*Document segment*.
=== Begin Enclosure ===
At the individual level, pre-treatment (semi-partial) correlation matrices were subtracted from post-treatment correlation matrices for each condition (abstract, concrete). Increases in correlation for each condition-specific connection for each participant that pass the 95% confidence interval threshold are visualized as heat maps in Supplementary Fig. 3. Unexpectedly, all three control participants showed increased functional connectivity after the control period. The implications for this finding will be addressed in the Discussion. Interestingly, the patterns of change for each participant are very different, and notably, each control participant exhibits a different pattern of change after treatment than after the control period (see Supplementary Fig. 4). Importantly, consistencies across participants become apparent with the analysis of node degree in the appropriate difference networks.
=== End Enclosure ===
*Collected data entries*.
=== Begin Enclosure ===
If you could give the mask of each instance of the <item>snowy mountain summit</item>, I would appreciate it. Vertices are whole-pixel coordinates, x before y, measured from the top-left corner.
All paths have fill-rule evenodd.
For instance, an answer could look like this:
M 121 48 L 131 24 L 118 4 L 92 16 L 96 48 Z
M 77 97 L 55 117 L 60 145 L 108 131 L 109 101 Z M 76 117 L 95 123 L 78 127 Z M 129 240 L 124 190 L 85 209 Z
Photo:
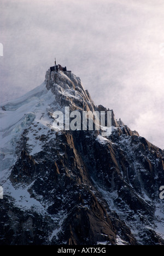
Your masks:
M 75 128 L 77 111 L 110 112 L 111 134 L 82 119 L 55 126 L 68 109 Z M 1 104 L 0 123 L 0 244 L 164 244 L 163 151 L 96 106 L 79 77 L 50 68 Z

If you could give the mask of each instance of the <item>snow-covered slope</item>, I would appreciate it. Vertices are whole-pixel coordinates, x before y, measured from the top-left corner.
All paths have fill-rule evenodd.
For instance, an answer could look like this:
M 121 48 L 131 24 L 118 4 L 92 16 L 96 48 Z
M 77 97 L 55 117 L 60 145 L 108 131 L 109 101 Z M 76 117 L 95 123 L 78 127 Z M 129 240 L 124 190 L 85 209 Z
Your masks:
M 163 244 L 163 152 L 112 112 L 113 132 L 59 131 L 54 111 L 95 106 L 79 77 L 48 70 L 1 104 L 0 244 Z

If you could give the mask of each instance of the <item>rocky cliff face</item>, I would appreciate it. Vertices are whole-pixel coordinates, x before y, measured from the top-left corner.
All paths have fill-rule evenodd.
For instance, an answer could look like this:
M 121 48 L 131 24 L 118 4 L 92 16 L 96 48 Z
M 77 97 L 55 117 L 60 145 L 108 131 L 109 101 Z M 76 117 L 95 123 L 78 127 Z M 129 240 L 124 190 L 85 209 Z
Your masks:
M 113 111 L 107 137 L 56 130 L 53 113 L 66 106 L 107 110 L 79 77 L 50 70 L 1 106 L 0 244 L 164 244 L 163 151 Z

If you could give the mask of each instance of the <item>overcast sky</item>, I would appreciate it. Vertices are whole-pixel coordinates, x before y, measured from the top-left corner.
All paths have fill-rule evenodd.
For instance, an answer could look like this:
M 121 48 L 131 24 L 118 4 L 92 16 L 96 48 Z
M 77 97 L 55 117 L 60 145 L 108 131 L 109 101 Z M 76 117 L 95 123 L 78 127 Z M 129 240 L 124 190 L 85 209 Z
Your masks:
M 163 0 L 1 0 L 0 102 L 39 85 L 55 57 L 163 149 Z

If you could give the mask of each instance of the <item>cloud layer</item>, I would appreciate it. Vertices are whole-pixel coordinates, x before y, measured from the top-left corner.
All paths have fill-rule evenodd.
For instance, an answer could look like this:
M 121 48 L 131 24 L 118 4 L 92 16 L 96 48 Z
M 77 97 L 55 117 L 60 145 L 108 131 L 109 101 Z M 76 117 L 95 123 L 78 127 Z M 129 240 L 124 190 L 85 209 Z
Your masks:
M 41 84 L 57 62 L 96 104 L 164 148 L 164 3 L 3 0 L 1 102 Z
=== End Enclosure ===
*Prompt 1*. According to the document segment, what did all three control participants unexpectedly show after the control period?
*Prompt 2*. Decide whether each statement agrees with the document segment, answering yes or no and quoting the deciding words. (a) Pre-treatment correlation matrices were subtracted from post-treatment ones. (b) The patterns of change were much alike from one participant to the next. (c) Increases passing the 95% confidence interval threshold appear as heat maps in Supplementary Fig. 4.

*Result 1*. Increased functional connectivity.

*Result 2*.
(a) Yes: "pre-treatment (semi-partial) correlation matrices were subtracted from post-treatment correlation matrices"
(b) No: "the patterns of change for each participant are very different"
(c) No: "visualized as heat maps in Supplementary Fig. 3"